+++ Excerpt provided +++

37. The Client agrees to permit the Company – to the extent that is necessary under the terms of its agreement with its Professional Indemnity Insurers – to disclose any privileged or confidential documentation or other information to our insurance and/ or insurance brokers, their professional advisers – as well as any other professional adviser for whom the Professional Indemnity Insurers deems it necessary to make such a disclosure.
38. In agreeing to these Terms, the Client accepts that the services provided by the Company to the Client are for the Client’s use and benefit only – and are related directly to the relevant subject matter. The Client agrees that such services provided by the Company to it must not be disclosed or relied upon by any third party without the Company’s express written approval, which is subject to any conditions the Company may impose at any time.
39. The Company undertakes to exercise reasonable care and skill in the provision of its services to the Client, subject to and including clauses 68 to 75.
40. The Company will use all reasonable endeavours to provide its services to the Client within the timescales agreed. The Client accepts that timescales may be amended on receipt of new information or because of ad hoc work agreed between the Client and the Company. The Client accepts that during certain busy periods, timescales may need to be amended.
41. The Company undertakes to provide all elements of its services in a manner which is consistent with the description of Services outlined within these Terms – as well as any other documentation which describes its services.
42. The Company agrees that where the Client engages in one of its services which requires liaison with any regulator(s) or an ombudsman (i.e., the FCA or the FOS), they will communicate information which they receive from the respective regulator(s) or ombudsman to the Client promptly.
43. The Company agrees that where the Client engages in one of its services which requires liaison with any regulator(s) or an ombudsman (i.e., the FCA or the FOS), it will communicate information which it receives from the Client, which is for the attention of the respective regulator(s) or ombudsman, to the respective regulator(s) or ombudsman promptly.
44. The Company undertakes that, where the Client engages its services to liaise with a regulator or ombudsman on their behalf, they will co-operate with the respective regulator(s) or ombudsman in an open and transparent matter.
45. The Client’s investment accounts may be charged on a commission basis or a fee basis. Where an investment account is charged on a commission basis, the Company may be paid a commission by the product provider.
46. Where the Client’s investment account is charged on a fee basis, the Company will charge an ongoing service fee which is calculated as a percentage of the value of the investment account concerned. Where the product provider can do this, the Client agrees that the product provider will pay us our fees on the Client’s behalf under Clause 46.2 (facilitated service fees). Where the product provider does not pay the Company its fees on the Client’s behalf, the Company will charge the Client under Clause 46.3 (on-account service fees).
46.1. The Client will be charged the Company’s Standard Fees unless otherwise agreed in advance. The table below shows the Company’s Standard Fees.

+++ Data entries +++

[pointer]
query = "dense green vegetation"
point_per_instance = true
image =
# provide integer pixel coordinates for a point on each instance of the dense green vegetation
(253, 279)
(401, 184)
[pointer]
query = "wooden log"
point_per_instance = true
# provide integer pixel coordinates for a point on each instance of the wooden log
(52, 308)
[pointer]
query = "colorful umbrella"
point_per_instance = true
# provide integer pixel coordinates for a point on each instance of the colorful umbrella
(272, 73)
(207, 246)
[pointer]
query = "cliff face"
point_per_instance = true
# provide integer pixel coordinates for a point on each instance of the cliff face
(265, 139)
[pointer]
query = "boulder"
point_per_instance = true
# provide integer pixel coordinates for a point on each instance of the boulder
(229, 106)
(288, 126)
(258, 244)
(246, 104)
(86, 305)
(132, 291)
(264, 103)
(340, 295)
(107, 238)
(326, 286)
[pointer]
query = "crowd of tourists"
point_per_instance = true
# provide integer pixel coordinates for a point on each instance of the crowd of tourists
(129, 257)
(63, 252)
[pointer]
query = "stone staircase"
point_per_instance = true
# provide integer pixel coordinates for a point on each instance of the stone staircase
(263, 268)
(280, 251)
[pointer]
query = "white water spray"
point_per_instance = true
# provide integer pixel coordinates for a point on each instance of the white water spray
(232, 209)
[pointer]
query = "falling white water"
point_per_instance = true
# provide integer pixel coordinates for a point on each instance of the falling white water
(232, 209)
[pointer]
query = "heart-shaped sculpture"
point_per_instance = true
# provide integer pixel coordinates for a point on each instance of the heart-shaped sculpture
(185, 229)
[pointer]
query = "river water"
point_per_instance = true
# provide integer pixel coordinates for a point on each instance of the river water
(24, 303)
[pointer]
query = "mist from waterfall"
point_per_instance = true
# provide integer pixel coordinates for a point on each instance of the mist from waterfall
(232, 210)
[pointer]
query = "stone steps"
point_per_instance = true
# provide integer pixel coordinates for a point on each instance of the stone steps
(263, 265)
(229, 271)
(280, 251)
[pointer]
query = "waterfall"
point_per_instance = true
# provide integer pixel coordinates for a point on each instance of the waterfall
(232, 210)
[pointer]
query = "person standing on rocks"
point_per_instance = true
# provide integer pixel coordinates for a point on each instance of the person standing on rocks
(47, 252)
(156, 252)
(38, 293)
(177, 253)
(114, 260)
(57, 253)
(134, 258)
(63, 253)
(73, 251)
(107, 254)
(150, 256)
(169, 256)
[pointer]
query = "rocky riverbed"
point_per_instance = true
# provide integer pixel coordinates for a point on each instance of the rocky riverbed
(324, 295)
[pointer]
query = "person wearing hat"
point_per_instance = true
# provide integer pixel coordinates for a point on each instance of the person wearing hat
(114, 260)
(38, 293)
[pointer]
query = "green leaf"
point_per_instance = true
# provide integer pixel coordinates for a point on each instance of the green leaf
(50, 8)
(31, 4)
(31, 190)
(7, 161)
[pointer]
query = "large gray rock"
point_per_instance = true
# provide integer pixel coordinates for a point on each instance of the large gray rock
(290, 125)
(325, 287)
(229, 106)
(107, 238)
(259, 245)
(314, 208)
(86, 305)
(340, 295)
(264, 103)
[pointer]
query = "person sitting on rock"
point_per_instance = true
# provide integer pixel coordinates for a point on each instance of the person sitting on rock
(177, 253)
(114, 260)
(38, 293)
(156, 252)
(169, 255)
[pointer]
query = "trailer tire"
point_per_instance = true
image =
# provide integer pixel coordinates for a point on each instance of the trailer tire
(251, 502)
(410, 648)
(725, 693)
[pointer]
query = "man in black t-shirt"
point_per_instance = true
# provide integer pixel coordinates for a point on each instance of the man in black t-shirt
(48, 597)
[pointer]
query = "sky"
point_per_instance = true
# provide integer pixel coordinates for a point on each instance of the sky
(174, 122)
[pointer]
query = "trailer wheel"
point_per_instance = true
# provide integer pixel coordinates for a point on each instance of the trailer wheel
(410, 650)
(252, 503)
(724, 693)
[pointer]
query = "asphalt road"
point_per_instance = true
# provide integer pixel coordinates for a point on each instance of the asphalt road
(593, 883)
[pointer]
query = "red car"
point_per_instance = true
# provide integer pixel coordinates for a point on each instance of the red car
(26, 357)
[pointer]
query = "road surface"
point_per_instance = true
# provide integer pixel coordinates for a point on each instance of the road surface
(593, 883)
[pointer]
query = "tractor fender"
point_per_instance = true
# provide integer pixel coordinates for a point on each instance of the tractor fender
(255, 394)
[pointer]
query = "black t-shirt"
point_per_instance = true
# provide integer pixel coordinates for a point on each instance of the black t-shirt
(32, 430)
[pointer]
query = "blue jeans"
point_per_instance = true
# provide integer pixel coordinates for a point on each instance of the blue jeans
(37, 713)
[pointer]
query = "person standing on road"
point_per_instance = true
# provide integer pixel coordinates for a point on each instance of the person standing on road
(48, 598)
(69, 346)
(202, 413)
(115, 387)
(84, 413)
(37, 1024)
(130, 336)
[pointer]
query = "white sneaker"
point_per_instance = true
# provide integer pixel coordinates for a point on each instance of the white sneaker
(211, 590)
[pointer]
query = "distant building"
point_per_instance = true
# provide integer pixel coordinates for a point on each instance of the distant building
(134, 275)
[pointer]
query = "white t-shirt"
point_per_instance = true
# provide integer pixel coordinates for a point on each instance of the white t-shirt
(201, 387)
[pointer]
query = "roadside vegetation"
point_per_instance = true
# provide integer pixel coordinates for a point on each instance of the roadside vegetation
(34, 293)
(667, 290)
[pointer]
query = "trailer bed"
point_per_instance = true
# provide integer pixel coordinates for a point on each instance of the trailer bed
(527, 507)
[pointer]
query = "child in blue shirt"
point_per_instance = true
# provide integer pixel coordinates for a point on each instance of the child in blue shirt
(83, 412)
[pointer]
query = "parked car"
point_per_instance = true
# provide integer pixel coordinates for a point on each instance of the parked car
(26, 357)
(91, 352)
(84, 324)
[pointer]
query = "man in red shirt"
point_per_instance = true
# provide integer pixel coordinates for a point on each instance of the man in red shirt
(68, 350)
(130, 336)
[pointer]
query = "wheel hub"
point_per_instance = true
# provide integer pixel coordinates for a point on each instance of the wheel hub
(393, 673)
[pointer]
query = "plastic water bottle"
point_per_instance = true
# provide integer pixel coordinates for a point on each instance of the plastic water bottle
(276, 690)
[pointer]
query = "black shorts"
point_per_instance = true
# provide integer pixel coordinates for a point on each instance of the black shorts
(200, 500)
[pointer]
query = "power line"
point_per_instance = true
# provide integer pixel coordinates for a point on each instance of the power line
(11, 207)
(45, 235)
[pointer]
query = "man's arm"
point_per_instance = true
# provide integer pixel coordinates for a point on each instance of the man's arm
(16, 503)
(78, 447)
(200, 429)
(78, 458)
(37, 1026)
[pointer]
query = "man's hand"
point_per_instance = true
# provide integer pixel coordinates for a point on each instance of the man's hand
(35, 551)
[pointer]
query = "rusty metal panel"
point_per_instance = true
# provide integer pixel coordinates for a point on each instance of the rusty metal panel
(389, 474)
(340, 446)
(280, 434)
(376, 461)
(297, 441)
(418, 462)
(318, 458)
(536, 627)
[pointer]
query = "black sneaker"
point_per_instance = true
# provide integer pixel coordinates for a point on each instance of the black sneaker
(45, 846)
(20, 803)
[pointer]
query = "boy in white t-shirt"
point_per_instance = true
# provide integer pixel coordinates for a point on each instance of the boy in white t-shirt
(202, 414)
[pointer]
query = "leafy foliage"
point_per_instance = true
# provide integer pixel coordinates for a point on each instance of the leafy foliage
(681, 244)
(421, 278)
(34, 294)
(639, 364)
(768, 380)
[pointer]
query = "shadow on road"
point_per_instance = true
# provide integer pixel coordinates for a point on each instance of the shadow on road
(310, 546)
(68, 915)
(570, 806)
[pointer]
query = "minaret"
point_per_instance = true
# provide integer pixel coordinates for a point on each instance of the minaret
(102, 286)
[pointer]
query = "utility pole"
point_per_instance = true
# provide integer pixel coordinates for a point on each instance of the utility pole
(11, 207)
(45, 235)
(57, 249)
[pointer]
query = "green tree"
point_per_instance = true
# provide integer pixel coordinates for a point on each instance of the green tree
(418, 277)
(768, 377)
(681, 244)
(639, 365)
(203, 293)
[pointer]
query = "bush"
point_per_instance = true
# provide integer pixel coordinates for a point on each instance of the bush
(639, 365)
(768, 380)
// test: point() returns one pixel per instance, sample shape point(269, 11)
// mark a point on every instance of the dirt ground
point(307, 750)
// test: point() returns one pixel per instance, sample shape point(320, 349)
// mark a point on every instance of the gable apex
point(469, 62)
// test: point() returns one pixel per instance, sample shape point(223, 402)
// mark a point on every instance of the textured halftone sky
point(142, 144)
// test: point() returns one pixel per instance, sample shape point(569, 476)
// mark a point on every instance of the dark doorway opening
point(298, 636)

+++

> [Task requirements]
1/ From the terms excerpt, list every circumstance it gives under which the timescales for the Company's services may be amended.
2/ Answer these questions using the terms excerpt:
(a) What standard does the Company undertake to exercise in providing its services to the Client?
(b) How is the ongoing service fee calculated when an investment account is charged on a fee basis?
(c) Which fees will the Client be charged unless otherwise agreed in advance?

> [Worked answers]
1/
- On receipt of new information
- Because of ad hoc work agreed between the Client and the Company
- During certain busy periods

2/
(a) Reasonable care and skill, subject to and including clauses 68 to 75.
(b) As a percentage of the value of the investment account concerned.
(c) The Company's Standard Fees.